TASK OBJECTIVE:
Reproduce the lines below verbatim. Pictures are to be omitted.

SOURCE INFORMATION:

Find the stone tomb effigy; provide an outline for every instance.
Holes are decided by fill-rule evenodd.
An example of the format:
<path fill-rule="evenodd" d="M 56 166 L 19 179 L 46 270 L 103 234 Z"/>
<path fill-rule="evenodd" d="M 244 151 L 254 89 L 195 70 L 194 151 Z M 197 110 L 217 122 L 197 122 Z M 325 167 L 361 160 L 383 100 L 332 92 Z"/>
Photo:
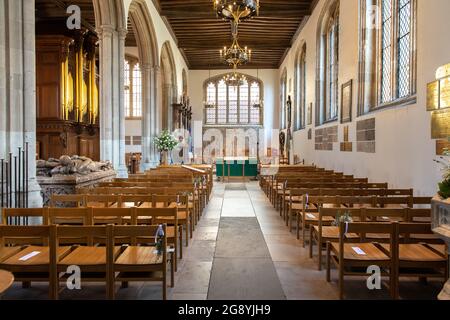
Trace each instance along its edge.
<path fill-rule="evenodd" d="M 62 156 L 37 161 L 37 181 L 44 206 L 49 205 L 52 194 L 75 194 L 77 188 L 91 187 L 115 177 L 110 162 L 95 162 L 86 157 Z"/>

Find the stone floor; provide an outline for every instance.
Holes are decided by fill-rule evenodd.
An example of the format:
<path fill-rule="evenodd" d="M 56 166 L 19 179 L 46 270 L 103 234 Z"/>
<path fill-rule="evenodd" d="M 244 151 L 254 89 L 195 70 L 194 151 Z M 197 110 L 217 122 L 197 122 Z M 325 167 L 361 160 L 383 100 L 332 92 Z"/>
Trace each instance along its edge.
<path fill-rule="evenodd" d="M 230 223 L 235 227 L 241 226 L 229 231 L 231 235 L 226 230 Z M 238 230 L 241 229 L 242 234 L 239 235 Z M 232 240 L 233 234 L 241 238 L 241 245 Z M 249 249 L 251 241 L 257 246 Z M 242 279 L 246 277 L 242 274 L 245 273 L 249 280 L 244 282 L 244 289 Z M 235 280 L 226 281 L 227 277 Z M 289 233 L 257 182 L 245 185 L 216 182 L 194 238 L 185 248 L 175 281 L 175 287 L 168 290 L 169 299 L 227 299 L 230 292 L 236 293 L 234 299 L 338 298 L 336 272 L 332 273 L 331 283 L 325 281 L 325 271 L 317 270 L 316 259 L 310 259 L 308 249 L 304 249 L 295 235 Z M 105 297 L 102 284 L 82 283 L 82 287 L 79 291 L 65 290 L 61 299 Z M 440 282 L 423 284 L 413 279 L 401 282 L 400 293 L 404 299 L 435 299 L 441 288 Z M 33 283 L 29 289 L 15 284 L 3 299 L 46 299 L 47 290 L 43 284 Z M 370 291 L 364 278 L 346 280 L 345 293 L 347 299 L 389 298 L 385 286 L 382 290 Z M 130 283 L 128 288 L 118 290 L 117 298 L 158 300 L 161 299 L 161 286 Z"/>

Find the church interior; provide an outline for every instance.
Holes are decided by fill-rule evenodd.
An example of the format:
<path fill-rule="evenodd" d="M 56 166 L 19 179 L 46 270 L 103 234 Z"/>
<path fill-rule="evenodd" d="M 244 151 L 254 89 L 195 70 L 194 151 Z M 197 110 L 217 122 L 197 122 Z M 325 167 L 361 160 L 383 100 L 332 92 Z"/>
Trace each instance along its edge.
<path fill-rule="evenodd" d="M 448 12 L 0 0 L 0 300 L 450 300 Z"/>

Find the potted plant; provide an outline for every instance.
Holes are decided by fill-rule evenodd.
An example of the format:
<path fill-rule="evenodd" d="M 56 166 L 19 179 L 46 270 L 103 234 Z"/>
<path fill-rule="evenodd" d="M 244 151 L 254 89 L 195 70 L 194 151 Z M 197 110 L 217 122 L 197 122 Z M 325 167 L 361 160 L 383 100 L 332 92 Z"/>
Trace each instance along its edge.
<path fill-rule="evenodd" d="M 178 145 L 178 140 L 172 136 L 169 131 L 164 130 L 160 136 L 155 137 L 154 144 L 158 151 L 161 153 L 161 164 L 169 164 L 169 151 L 175 149 Z"/>

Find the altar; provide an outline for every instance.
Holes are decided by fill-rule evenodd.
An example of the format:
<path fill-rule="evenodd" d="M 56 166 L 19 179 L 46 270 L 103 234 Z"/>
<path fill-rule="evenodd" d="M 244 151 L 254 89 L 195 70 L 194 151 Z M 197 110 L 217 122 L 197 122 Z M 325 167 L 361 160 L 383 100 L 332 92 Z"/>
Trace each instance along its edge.
<path fill-rule="evenodd" d="M 249 157 L 225 157 L 216 159 L 216 176 L 222 181 L 230 177 L 255 177 L 258 175 L 258 159 Z"/>

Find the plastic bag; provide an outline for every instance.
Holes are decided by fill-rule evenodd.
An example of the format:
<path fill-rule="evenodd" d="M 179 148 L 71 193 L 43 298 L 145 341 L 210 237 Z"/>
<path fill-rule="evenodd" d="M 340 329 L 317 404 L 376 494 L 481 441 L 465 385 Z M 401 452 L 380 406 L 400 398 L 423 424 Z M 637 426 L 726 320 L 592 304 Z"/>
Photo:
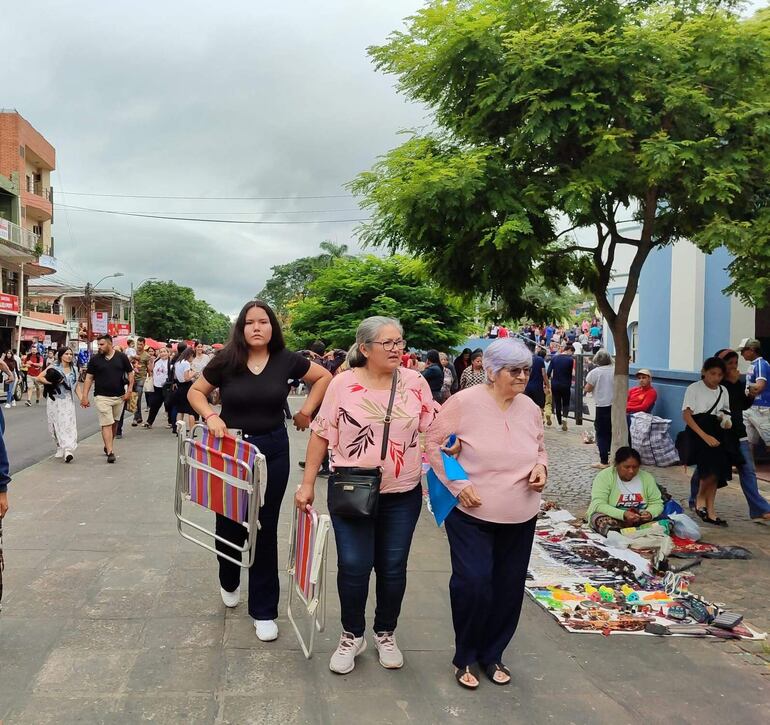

WRITTEN ANSWER:
Find the stone tomb effigy; provide an outline for every instance.
Holes are decided by fill-rule evenodd.
An example of the format:
<path fill-rule="evenodd" d="M 56 166 L 19 179 L 46 270 L 103 234 Z"/>
<path fill-rule="evenodd" d="M 244 151 L 254 89 L 195 70 L 194 151 Z M 197 110 L 217 122 L 197 122 Z M 325 167 L 361 160 L 383 100 L 332 92 Z"/>
Photo:
Trace each instance along its edge.
<path fill-rule="evenodd" d="M 62 156 L 37 161 L 37 181 L 44 206 L 49 205 L 52 194 L 75 194 L 77 188 L 91 187 L 115 177 L 110 162 L 95 162 L 86 157 Z"/>

Find the stone floor; provide an outline for every instance.
Holes are decided by fill-rule evenodd.
An example of the format:
<path fill-rule="evenodd" d="M 56 166 L 19 179 L 46 270 L 103 234 Z"/>
<path fill-rule="evenodd" d="M 244 151 L 254 89 L 195 70 L 194 151 Z M 197 110 L 217 122 L 197 122 Z M 325 167 L 361 160 L 383 100 L 332 92 Z"/>
Trace each instance along its edge.
<path fill-rule="evenodd" d="M 230 223 L 235 227 L 241 226 L 229 231 L 231 235 L 226 230 Z M 238 230 L 241 229 L 242 234 L 239 235 Z M 232 240 L 233 234 L 241 238 L 241 245 Z M 249 249 L 251 241 L 257 246 Z M 242 279 L 246 277 L 242 274 L 245 273 L 249 280 L 244 282 L 244 289 Z M 235 280 L 226 281 L 227 277 Z M 289 233 L 257 182 L 245 185 L 216 182 L 194 238 L 185 248 L 175 281 L 175 287 L 168 290 L 169 299 L 227 299 L 230 292 L 236 293 L 234 299 L 338 298 L 336 272 L 332 273 L 331 283 L 325 281 L 325 271 L 317 270 L 316 259 L 310 259 L 308 249 L 304 249 L 295 235 Z M 105 297 L 102 284 L 82 283 L 82 287 L 79 291 L 65 290 L 61 299 Z M 440 282 L 423 284 L 413 279 L 401 282 L 400 293 L 404 299 L 435 299 L 441 288 Z M 33 283 L 29 289 L 15 284 L 3 299 L 46 299 L 47 290 L 43 284 Z M 370 291 L 364 278 L 346 280 L 345 293 L 347 299 L 389 298 L 385 286 L 382 290 Z M 130 283 L 128 288 L 118 290 L 117 298 L 158 300 L 161 299 L 161 286 Z"/>

Find the church interior; provide an outline for every instance.
Holes are decided by fill-rule evenodd.
An example of the format:
<path fill-rule="evenodd" d="M 56 166 L 19 179 L 46 270 L 103 234 Z"/>
<path fill-rule="evenodd" d="M 244 151 L 254 89 L 195 70 L 194 151 Z M 197 110 L 217 122 L 197 122 Z M 325 167 L 361 160 L 383 100 L 332 92 Z"/>
Trace each instance along its edge.
<path fill-rule="evenodd" d="M 448 12 L 0 0 L 0 300 L 450 300 Z"/>

Find the potted plant; provide an outline for every instance.
Holes are decided by fill-rule evenodd.
An example of the format:
<path fill-rule="evenodd" d="M 56 166 L 19 179 L 46 270 L 103 234 Z"/>
<path fill-rule="evenodd" d="M 244 151 L 254 89 L 195 70 L 194 151 Z M 197 110 L 217 122 L 197 122 Z M 325 167 L 361 160 L 383 100 L 332 92 Z"/>
Trace each instance along its edge.
<path fill-rule="evenodd" d="M 178 145 L 178 140 L 172 136 L 169 131 L 164 130 L 160 136 L 155 137 L 154 144 L 158 151 L 161 153 L 161 164 L 169 164 L 169 151 L 175 149 Z"/>

Find the altar; provide an outline for every instance.
Holes are decided by fill-rule evenodd.
An example of the format:
<path fill-rule="evenodd" d="M 56 166 L 19 179 L 46 270 L 103 234 Z"/>
<path fill-rule="evenodd" d="M 244 151 L 254 89 L 195 70 L 194 151 Z M 197 110 L 217 122 L 197 122 Z M 325 167 L 361 160 L 383 100 L 332 92 Z"/>
Trace each instance along its edge.
<path fill-rule="evenodd" d="M 249 157 L 225 157 L 216 159 L 216 176 L 222 181 L 230 177 L 255 177 L 258 175 L 258 159 Z"/>

Find the plastic bag; provide an outline for every instance.
Holes are decided by fill-rule evenodd.
An example of the format:
<path fill-rule="evenodd" d="M 179 148 L 71 193 L 43 298 L 145 341 L 210 237 Z"/>
<path fill-rule="evenodd" d="M 340 329 L 317 404 L 376 494 L 481 441 L 465 385 Z M 401 452 L 380 406 L 400 398 L 423 424 Z M 637 426 L 726 320 L 592 304 Z"/>
Photo:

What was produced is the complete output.